Count the lines in the material below that contain the string "Query", and reply with that number alone.

# Source records:
START

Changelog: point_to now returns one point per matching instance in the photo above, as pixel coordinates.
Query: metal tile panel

END
START

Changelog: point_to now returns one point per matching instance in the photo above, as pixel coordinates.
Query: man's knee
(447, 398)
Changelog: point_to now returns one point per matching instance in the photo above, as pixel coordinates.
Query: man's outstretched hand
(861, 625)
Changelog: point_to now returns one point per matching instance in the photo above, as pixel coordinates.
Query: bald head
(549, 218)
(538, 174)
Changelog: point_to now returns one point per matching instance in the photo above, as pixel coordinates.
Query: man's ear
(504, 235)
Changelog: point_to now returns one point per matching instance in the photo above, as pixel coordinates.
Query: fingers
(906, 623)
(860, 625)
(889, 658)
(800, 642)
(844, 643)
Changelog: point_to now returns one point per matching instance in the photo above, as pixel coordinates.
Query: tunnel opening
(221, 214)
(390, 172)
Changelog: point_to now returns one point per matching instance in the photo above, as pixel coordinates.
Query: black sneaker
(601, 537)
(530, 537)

END

# Exercise solution:
8